DATA FOR THIS TASK »
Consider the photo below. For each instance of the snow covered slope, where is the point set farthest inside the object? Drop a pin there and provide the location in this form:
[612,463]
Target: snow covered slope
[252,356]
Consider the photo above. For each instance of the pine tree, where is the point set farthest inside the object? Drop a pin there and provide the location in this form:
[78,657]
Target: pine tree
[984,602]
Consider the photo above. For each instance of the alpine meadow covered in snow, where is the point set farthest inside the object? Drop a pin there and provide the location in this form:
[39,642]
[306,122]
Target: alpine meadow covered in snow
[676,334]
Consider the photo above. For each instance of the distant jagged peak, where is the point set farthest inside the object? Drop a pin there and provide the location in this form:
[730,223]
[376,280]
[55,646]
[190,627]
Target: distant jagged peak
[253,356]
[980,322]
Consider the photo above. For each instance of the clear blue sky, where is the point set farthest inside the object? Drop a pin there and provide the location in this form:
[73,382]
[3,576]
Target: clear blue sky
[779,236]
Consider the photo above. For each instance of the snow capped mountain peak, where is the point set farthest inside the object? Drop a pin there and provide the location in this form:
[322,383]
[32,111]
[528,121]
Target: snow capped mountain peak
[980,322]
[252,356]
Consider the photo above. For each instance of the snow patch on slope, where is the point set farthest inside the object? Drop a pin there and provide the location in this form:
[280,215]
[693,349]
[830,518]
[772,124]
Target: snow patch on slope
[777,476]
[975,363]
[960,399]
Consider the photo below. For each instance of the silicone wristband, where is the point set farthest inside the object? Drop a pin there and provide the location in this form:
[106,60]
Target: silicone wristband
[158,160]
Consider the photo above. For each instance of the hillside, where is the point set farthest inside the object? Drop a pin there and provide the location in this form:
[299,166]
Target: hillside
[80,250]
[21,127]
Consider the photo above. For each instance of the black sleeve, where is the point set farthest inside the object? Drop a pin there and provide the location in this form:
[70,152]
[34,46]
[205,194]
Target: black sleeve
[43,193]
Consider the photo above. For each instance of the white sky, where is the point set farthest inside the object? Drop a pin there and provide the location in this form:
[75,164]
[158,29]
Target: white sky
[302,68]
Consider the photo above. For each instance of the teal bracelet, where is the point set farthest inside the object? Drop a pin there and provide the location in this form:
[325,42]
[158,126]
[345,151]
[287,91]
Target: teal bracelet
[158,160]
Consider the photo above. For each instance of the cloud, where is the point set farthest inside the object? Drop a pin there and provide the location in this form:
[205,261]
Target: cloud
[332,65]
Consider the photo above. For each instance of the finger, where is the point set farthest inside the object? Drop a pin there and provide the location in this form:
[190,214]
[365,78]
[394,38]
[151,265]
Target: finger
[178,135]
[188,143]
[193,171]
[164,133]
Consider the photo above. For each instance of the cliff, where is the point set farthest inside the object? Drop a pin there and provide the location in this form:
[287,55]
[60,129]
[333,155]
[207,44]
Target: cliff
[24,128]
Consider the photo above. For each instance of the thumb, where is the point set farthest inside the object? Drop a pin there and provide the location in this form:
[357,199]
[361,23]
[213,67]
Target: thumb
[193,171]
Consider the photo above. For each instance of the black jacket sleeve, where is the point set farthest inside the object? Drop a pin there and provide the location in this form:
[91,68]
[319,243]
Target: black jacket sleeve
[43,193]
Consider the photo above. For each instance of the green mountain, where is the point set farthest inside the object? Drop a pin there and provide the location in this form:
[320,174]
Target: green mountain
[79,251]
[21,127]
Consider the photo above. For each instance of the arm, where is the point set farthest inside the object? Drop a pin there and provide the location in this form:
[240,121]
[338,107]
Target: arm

WORK ITEM » Note each line above that contains "below" and copy it out.

ANSWER TO THIS PROBLEM »
Consider the photo below. For each instance of the snow covered slope, where is the point set farthest inside the object? Drop a pin there and provide the location in this form:
Consider the photo below. For each instance of the silicone wristband, where is the point set farthest inside the object? Drop a pin there and provide the location in this form:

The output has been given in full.